• PROMPT:
Arrange every line of the entries below as a Markdown table with two columns, Row and Line, numbering the rows and skipping blank lines. Leave the pictures out of the table.

• RECORDS PROVIDED:
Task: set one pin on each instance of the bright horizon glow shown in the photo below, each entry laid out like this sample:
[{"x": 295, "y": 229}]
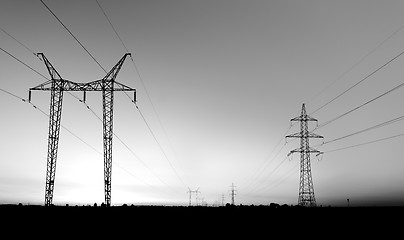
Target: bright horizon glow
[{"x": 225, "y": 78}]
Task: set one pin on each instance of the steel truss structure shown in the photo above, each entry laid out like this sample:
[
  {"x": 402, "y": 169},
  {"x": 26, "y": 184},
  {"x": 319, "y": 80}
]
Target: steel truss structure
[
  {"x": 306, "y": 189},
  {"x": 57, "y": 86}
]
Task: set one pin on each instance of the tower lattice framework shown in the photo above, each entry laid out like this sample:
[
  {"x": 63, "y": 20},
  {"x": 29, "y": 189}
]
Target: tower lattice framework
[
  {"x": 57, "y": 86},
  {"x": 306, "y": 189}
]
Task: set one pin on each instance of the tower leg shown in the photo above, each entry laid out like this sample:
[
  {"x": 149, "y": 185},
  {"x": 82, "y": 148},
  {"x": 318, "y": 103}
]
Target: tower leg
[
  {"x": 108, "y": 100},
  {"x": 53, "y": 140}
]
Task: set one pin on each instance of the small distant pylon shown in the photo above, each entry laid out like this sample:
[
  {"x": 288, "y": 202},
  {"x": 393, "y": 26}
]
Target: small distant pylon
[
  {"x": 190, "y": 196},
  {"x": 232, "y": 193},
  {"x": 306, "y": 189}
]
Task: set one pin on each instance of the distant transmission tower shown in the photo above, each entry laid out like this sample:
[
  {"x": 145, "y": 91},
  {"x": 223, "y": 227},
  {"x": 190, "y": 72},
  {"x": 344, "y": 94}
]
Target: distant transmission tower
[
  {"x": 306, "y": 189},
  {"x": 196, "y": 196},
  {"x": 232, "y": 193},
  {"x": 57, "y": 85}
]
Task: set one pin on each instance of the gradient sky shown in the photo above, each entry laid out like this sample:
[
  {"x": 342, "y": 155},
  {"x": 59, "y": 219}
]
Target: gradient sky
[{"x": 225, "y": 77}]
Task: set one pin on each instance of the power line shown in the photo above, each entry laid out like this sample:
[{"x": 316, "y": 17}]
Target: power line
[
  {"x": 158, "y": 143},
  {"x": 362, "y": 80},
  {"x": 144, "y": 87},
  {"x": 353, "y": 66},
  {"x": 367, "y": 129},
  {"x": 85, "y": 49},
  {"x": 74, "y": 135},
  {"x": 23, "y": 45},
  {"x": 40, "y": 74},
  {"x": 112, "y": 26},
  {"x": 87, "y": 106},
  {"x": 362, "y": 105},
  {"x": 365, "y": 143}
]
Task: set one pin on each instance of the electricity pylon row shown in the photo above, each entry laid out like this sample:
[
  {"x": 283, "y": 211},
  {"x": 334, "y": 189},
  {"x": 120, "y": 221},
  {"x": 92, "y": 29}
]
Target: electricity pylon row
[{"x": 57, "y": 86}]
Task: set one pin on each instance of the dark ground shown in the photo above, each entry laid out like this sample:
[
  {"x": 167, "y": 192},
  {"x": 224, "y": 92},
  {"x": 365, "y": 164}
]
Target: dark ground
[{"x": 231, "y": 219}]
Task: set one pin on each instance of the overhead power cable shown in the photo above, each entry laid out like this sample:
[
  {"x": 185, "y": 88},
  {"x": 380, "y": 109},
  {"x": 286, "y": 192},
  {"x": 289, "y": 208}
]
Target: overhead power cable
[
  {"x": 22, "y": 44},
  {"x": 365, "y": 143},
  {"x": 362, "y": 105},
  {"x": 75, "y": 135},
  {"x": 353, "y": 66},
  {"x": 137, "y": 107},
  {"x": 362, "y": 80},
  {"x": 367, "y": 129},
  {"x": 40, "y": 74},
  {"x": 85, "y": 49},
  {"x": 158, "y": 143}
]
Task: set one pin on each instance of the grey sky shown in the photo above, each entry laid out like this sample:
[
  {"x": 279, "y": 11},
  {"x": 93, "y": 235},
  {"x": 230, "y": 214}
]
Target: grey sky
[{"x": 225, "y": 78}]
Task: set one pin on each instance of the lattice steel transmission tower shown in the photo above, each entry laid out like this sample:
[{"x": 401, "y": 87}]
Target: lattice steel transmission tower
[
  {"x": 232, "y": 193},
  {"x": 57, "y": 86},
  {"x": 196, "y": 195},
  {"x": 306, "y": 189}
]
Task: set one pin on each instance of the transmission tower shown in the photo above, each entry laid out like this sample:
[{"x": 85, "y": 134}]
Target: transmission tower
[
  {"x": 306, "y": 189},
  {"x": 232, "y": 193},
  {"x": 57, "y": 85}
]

• EXPECTED OUTPUT:
| Row | Line |
|---|---|
| 1 | Task: set one pin on each instance of the bright horizon glow shown in the photo below, each entry laid out like this sample: |
| 2 | [{"x": 295, "y": 229}] |
| 3 | Target: bright horizon glow |
| 4 | [{"x": 225, "y": 78}] |
| 5 | Task: set one pin on each instance of the steel truss structure shown in the photo above, each entry laid out like this sample: |
| 6 | [ |
| 7 |   {"x": 402, "y": 169}, |
| 8 |   {"x": 26, "y": 184}, |
| 9 |   {"x": 319, "y": 80} |
| 10 | ] |
| 11 | Target: steel truss structure |
| 12 | [ |
| 13 |   {"x": 306, "y": 189}, |
| 14 |   {"x": 57, "y": 86} |
| 15 | ] |
| 16 | Task: set one pin on each instance of the tower lattice framework shown in the photo above, each entry laid out like this sample: |
| 17 | [ |
| 18 |   {"x": 63, "y": 20}, |
| 19 |   {"x": 29, "y": 189} |
| 20 | ] |
| 21 | Target: tower lattice framework |
| 22 | [ |
| 23 |   {"x": 57, "y": 86}, |
| 24 |   {"x": 306, "y": 189} |
| 25 | ] |
| 26 | Task: set one pin on each instance of the tower leg shown in the photo above, each entry laid out like this sample: |
| 27 | [ |
| 28 |   {"x": 149, "y": 185}, |
| 29 |   {"x": 82, "y": 148}, |
| 30 |   {"x": 318, "y": 103} |
| 31 | ] |
| 32 | Target: tower leg |
| 33 | [ |
| 34 |   {"x": 108, "y": 100}, |
| 35 |   {"x": 53, "y": 140} |
| 36 | ] |
| 37 | Task: set one pin on each instance of the small distant pylon shown in the photo above, each entry laid out like this sample: |
| 38 | [ |
| 39 |   {"x": 288, "y": 202}, |
| 40 |   {"x": 393, "y": 26} |
| 41 | ] |
| 42 | Target: small distant pylon |
| 43 | [ |
| 44 |   {"x": 190, "y": 196}, |
| 45 |   {"x": 232, "y": 193}, |
| 46 |   {"x": 306, "y": 189} |
| 47 | ] |
| 48 | Task: set one pin on each instance of the distant transmission tower shown in the photo above, each entry laid out like this sample: |
| 49 | [ |
| 50 |   {"x": 145, "y": 91}, |
| 51 |   {"x": 223, "y": 227}, |
| 52 |   {"x": 190, "y": 72}, |
| 53 |   {"x": 344, "y": 94} |
| 54 | ] |
| 55 | Target: distant transmission tower |
| 56 | [ |
| 57 |   {"x": 306, "y": 189}, |
| 58 |   {"x": 196, "y": 196}, |
| 59 |   {"x": 232, "y": 193}, |
| 60 |   {"x": 57, "y": 85} |
| 61 | ] |
| 62 | Task: set one pin on each instance of the gradient sky shown in the photo above, each entry laid out like this sample: |
| 63 | [ |
| 64 |   {"x": 342, "y": 155}, |
| 65 |   {"x": 59, "y": 219} |
| 66 | ] |
| 67 | Target: gradient sky |
| 68 | [{"x": 225, "y": 77}] |
| 69 | Task: set one pin on each instance of the power line shown in the photo above, each entry laid out like this sample: |
| 70 | [{"x": 316, "y": 17}] |
| 71 | Target: power line |
| 72 | [ |
| 73 |   {"x": 158, "y": 143}, |
| 74 |   {"x": 362, "y": 80}, |
| 75 |   {"x": 144, "y": 87}, |
| 76 |   {"x": 353, "y": 66}, |
| 77 |   {"x": 367, "y": 129}, |
| 78 |   {"x": 85, "y": 49}, |
| 79 |   {"x": 74, "y": 135}, |
| 80 |   {"x": 23, "y": 45}, |
| 81 |   {"x": 40, "y": 74}, |
| 82 |   {"x": 112, "y": 26}, |
| 83 |   {"x": 87, "y": 106}, |
| 84 |   {"x": 362, "y": 105}, |
| 85 |   {"x": 365, "y": 143} |
| 86 | ] |
| 87 | Task: set one pin on each instance of the electricity pylon row shown in the photo above, each entry laid out like this sample: |
| 88 | [ |
| 89 |   {"x": 283, "y": 211}, |
| 90 |   {"x": 334, "y": 189}, |
| 91 |   {"x": 120, "y": 221}, |
| 92 |   {"x": 92, "y": 29} |
| 93 | ] |
| 94 | Target: electricity pylon row |
| 95 | [{"x": 57, "y": 86}] |
| 96 | Task: set one pin on each instance of the dark ground shown in the photo above, each entry laid out like this sample: |
| 97 | [ |
| 98 |   {"x": 167, "y": 192}, |
| 99 |   {"x": 224, "y": 92}, |
| 100 |   {"x": 365, "y": 164} |
| 101 | ] |
| 102 | Target: dark ground |
| 103 | [{"x": 231, "y": 219}] |
| 104 | Task: set one pin on each instance of the overhead power cable shown in the photo above, each entry laid out like this sample: |
| 105 | [ |
| 106 |   {"x": 185, "y": 88}, |
| 107 |   {"x": 380, "y": 109}, |
| 108 |   {"x": 286, "y": 192}, |
| 109 |   {"x": 289, "y": 208} |
| 110 | ] |
| 111 | Target: overhead power cable |
| 112 | [ |
| 113 |   {"x": 22, "y": 44}, |
| 114 |   {"x": 365, "y": 143}, |
| 115 |   {"x": 362, "y": 105}, |
| 116 |   {"x": 75, "y": 135}, |
| 117 |   {"x": 353, "y": 66}, |
| 118 |   {"x": 137, "y": 107}, |
| 119 |   {"x": 362, "y": 80}, |
| 120 |   {"x": 367, "y": 129}, |
| 121 |   {"x": 40, "y": 74}, |
| 122 |   {"x": 85, "y": 49}, |
| 123 |   {"x": 158, "y": 143} |
| 124 | ] |
| 125 | Task: set one pin on each instance of the grey sky shown in the photo above, each entry laid out like this sample: |
| 126 | [ |
| 127 |   {"x": 279, "y": 11}, |
| 128 |   {"x": 93, "y": 235}, |
| 129 |   {"x": 230, "y": 214} |
| 130 | ] |
| 131 | Target: grey sky |
| 132 | [{"x": 225, "y": 78}] |
| 133 | Task: set one pin on each instance of the lattice steel transmission tower shown in the photo above, each entry laid out like this sample: |
| 134 | [{"x": 401, "y": 87}] |
| 135 | Target: lattice steel transmission tower |
| 136 | [ |
| 137 |   {"x": 232, "y": 193}, |
| 138 |   {"x": 57, "y": 86}, |
| 139 |   {"x": 196, "y": 195}, |
| 140 |   {"x": 306, "y": 189} |
| 141 | ] |
| 142 | Task: set one pin on each instance of the transmission tower shown in the photo above, each entry laid out like this sample: |
| 143 | [{"x": 85, "y": 134}] |
| 144 | Target: transmission tower |
| 145 | [ |
| 146 |   {"x": 306, "y": 189}, |
| 147 |   {"x": 232, "y": 193}, |
| 148 |   {"x": 57, "y": 85} |
| 149 | ] |